Gambaro Pty Ltd v Rohrig (Qld) Pty Ltd

 

[2018] QCA 327

 

SUPREME COURT OF QUEENSLAND

 

CITATION:

Gambaro Pty Ltd v Rohrig (Qld) Pty Ltd [2018] QCA 327

PARTIES:

GAMBARO PTY LTD AS TRUSTEE FOR THE GAMBARO HOLDINGS TRUST
ABN 42 938 456 099
(appellant)
v
ROHRIG (QLD) PTY LTD
ABN 67 093 753 970
(respondent)

FILE NO/S:

Appeal No 8044 of 2018
SC No 8579 of 2014

DIVISION:

Court of Appeal

PROCEEDING:

General Civil Appeal

ORIGINATING COURT:

Supreme Court at Brisbane – [2018] QSC 149 (Holmes CJ)

DELIVERED ON:

27 November 2018

DELIVERED AT:

Brisbane

HEARING DATE:

21 November 2018

JUDGES:

Sofronoff P and Philippides JA and Boddice J

ORDERS:

  1. Appeal dismissed.
  2. The appellant pay the respondent’s costs of the appeal.

CATCHWORDS:

PROCEDURE – CIVIL PROCEEDINGS IN STATE AND TERRITORY COURTS – PLEADINGS – STRIKING OUT – where the appellant entered into a contract with the respondent pursuant to which the respondent would carry out construction of a hotel – where the appellant terminated the contract, alleging defective work on the part of the respondent – where the respondent sought for certain paragraphs, namely 38 to 54, of the appellant’s statement of claim to be struck out – where the relevant paragraphs pleaded a claim for payments made by the appellant to the respondent, which the appellant alleged to be in excess of the respondent’s entitlement – where the appellant made the allegation of overpayment by reference to a term of the contract which stipulated a “Guaranteed Maximum Price” – where the learned primary judge struck out paragraphs 38 to 54 – whether the learned primary judge erred in finding that the appellant had no real prospect of demonstrating that the clause of the contract which stipulated the Guaranteed Maximum Price survived termination so that it could constitute the basis for a claim in restitution

D O Ferguson & Associates v Sohl (1992) 62 BLR 95, discussed

Kleinwort Benson Ltd v Birmingham City Council [1996] 4 All ER 733, discussed

Roxborough v Rothmans of Pall Mall Australia Ltd (2001) 208 CLR 516; [2001] HCA 68, cited

Woolwich Equitable Building Society v Inland Revenue Commissioners [1993] AC 70, discussed

COUNSEL:

S L Doyle QC, with T Matthews QC and D D Keane, for the appellant

P Dunning QC, with F Lubett, for the respondent

SOLICITORS:

N R Barbi Solicitor for the appellant

McCullough Robertson Lawyers for the respondent

  1. [1]
    SOFRONOFF P:  The appellant (“Gambaro”) entered into a contract with the respondent (“Rohrig”) pursuant to which the latter would carry out the construction of a 68 room hotel and certain other works upon a site in Caxton Street, Brisbane.  The parties adopted the Australian Standard General Conditions of Contract AS4000-1997.  Relevantly, clause 2.1 provided that Gambaro would pay Rohrig “the Cost of the Works” together with certain other figures.  The expression “Cost of Works” used in clause 2.1 was defined in clause 1, relevantly, to mean:

“where the works are included in a Trade Package, the aggregate of:

  1. the Trade Package Lump Sums; and
  2. all Contract Sum Adjustments …”

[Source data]
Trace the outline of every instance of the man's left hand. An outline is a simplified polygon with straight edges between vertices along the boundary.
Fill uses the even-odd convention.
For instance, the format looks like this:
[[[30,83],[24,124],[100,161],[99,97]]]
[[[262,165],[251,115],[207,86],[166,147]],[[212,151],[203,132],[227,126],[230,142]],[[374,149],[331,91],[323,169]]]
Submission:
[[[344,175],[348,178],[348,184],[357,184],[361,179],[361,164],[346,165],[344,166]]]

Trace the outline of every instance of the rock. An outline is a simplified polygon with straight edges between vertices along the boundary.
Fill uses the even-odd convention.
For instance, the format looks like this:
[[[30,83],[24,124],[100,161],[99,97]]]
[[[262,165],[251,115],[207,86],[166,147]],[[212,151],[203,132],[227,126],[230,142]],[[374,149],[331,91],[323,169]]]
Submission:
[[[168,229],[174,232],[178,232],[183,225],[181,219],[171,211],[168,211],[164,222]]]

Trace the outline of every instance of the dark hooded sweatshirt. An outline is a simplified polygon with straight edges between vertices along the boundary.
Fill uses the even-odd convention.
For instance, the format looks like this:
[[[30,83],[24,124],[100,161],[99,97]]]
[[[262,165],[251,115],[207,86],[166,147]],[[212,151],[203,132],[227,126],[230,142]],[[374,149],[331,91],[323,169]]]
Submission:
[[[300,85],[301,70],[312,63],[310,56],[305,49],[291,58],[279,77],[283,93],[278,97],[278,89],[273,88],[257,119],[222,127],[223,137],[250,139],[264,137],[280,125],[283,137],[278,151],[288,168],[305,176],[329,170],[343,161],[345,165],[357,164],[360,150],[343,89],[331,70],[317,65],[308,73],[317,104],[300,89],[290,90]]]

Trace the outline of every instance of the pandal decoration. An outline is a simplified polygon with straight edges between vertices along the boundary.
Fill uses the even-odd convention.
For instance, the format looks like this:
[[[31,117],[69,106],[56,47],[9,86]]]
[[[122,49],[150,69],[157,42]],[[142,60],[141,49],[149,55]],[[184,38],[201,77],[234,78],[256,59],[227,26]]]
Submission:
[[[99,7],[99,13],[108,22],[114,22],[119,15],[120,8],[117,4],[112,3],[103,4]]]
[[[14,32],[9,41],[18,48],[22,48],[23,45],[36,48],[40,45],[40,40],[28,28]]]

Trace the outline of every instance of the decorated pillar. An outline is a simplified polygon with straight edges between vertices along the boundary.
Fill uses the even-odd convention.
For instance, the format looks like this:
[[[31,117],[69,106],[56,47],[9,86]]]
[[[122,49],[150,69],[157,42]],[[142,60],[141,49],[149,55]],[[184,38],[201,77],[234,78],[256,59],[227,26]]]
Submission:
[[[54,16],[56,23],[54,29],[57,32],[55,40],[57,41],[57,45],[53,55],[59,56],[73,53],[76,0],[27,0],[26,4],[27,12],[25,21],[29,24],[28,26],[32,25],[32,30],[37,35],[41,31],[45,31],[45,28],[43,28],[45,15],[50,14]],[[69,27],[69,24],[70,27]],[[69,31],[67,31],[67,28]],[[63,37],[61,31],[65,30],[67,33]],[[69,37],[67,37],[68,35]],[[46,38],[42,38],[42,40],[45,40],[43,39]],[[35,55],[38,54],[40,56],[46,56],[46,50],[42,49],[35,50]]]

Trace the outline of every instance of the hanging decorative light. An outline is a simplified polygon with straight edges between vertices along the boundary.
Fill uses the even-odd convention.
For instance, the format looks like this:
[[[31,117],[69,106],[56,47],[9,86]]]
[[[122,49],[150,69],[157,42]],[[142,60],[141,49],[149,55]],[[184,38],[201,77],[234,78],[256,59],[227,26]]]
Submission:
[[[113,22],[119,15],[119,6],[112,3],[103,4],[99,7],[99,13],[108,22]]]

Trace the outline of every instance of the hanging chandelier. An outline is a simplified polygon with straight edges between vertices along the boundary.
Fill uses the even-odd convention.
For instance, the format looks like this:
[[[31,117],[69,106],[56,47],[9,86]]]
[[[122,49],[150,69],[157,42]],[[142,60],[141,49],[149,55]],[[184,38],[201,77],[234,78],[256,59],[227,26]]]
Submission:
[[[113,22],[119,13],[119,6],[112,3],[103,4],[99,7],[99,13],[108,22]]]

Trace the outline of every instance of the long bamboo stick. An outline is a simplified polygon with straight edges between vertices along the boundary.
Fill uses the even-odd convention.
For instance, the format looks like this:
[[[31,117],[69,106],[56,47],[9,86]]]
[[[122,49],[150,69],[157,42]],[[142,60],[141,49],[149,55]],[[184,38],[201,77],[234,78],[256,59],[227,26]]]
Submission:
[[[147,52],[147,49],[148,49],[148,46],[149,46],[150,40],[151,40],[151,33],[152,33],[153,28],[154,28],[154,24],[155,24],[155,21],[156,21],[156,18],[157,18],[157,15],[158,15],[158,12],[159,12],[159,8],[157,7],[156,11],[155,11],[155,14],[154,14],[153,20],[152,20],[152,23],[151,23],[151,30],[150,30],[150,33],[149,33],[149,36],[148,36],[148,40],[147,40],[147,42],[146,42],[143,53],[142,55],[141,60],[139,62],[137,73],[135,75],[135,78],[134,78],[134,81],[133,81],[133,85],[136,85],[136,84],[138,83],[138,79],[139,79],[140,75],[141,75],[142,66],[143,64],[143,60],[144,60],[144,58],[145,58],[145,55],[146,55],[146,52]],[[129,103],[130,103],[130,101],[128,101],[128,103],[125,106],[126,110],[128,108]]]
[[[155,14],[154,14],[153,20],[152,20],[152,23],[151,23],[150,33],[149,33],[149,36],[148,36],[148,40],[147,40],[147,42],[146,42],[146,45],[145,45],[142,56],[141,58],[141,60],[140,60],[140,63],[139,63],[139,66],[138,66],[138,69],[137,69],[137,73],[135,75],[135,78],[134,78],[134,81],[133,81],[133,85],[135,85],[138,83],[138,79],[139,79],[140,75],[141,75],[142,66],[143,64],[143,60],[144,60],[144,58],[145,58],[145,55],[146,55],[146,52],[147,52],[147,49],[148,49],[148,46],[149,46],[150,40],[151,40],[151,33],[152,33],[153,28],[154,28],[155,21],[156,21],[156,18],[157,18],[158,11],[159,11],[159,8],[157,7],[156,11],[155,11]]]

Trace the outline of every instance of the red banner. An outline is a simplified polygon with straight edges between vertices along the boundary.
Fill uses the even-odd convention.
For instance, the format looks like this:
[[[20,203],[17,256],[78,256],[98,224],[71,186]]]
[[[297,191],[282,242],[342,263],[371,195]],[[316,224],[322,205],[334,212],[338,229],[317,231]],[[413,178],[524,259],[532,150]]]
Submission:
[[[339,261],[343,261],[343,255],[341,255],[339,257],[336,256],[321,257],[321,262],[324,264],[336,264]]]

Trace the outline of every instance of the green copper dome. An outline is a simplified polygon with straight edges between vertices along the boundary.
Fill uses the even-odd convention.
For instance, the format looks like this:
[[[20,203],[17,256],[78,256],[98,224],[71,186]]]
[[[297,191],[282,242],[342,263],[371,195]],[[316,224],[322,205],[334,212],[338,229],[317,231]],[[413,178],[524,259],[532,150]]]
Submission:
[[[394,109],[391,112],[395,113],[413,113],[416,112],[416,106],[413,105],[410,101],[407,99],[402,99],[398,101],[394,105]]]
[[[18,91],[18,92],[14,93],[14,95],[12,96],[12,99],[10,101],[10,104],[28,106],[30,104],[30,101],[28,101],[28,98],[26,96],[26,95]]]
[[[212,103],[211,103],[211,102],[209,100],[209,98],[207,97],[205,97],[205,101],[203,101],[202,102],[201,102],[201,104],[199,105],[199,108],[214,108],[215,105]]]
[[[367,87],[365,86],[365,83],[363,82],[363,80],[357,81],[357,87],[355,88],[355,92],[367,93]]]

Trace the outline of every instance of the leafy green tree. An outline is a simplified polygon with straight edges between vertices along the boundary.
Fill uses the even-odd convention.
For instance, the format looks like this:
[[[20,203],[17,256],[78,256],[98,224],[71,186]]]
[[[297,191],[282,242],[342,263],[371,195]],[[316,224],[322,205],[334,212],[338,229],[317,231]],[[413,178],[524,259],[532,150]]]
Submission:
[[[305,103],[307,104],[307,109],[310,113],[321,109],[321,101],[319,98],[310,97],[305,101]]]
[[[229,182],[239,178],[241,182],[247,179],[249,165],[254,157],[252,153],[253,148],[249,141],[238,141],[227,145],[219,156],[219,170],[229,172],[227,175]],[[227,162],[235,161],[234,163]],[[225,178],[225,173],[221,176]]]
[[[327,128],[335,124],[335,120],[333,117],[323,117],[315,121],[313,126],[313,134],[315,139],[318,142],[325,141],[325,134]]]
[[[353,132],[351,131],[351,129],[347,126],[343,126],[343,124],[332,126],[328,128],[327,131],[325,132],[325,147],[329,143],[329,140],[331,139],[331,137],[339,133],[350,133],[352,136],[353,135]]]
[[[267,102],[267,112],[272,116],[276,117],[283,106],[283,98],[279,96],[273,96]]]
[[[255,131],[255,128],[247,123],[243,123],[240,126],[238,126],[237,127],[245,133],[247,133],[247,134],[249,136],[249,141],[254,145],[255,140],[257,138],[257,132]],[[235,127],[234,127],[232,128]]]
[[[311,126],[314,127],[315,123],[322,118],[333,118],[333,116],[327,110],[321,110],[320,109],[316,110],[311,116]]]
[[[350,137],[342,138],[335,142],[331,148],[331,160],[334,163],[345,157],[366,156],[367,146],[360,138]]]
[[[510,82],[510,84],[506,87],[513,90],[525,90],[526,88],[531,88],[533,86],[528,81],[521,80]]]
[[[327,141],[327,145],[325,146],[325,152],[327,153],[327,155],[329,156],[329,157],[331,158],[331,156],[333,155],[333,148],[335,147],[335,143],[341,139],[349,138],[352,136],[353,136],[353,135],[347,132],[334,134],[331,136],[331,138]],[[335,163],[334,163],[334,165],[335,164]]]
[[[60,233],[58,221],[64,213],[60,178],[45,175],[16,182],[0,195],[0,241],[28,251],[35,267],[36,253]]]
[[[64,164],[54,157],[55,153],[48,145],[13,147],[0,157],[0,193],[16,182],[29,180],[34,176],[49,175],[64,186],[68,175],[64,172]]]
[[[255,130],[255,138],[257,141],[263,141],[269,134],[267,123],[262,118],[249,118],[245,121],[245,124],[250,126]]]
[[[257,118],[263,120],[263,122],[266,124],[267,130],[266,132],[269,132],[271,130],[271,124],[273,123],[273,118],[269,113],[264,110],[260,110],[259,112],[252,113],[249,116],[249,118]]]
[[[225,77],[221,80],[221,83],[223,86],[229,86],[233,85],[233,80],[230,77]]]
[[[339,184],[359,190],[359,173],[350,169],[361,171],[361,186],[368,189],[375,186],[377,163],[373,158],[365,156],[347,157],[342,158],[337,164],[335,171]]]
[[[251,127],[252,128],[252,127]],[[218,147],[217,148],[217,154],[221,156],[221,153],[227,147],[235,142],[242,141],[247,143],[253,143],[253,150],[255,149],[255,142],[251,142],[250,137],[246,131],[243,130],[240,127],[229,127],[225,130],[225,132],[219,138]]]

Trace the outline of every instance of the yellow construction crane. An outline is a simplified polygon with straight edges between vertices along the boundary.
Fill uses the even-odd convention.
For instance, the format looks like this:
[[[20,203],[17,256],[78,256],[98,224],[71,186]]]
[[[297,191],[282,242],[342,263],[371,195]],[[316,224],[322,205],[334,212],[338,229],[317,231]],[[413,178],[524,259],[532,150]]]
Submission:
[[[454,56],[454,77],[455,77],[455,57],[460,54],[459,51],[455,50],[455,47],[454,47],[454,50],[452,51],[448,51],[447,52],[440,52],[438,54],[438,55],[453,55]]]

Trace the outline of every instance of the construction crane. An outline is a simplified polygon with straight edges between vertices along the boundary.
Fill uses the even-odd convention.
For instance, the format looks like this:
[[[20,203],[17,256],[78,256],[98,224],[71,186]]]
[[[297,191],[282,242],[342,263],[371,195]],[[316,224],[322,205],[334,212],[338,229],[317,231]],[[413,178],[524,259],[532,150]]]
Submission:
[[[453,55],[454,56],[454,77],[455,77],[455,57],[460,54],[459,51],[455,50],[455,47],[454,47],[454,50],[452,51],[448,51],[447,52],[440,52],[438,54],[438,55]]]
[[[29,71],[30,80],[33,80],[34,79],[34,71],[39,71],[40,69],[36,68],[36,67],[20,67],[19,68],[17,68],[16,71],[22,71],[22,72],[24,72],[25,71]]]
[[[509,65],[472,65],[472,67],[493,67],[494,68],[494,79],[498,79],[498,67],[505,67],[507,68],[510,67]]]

Tasks |
a) Return the passage of the judgment between "Appeal No 8044" and "149 (Holmes CJ)", inclusive, copied verbatim.
b) Locate every line in the records that contains the string "crane" and copy each such line in full. Matching is case-sensitive.

The results |
a)
Appeal No 8044 of 2018
SC No 8579 of 2014

DIVISION:

Court of Appeal

PROCEEDING:

General Civil Appeal

ORIGINATING COURT:

Supreme Court at Brisbane – [2018] QSC 149 (Holmes CJ)

b)
Trace the outline of every instance of the yellow construction crane. An outline is a simplified polygon with straight edges between vertices along the boundary.
Trace the outline of every instance of the construction crane. An outline is a simplified polygon with straight edges between vertices along the boundary.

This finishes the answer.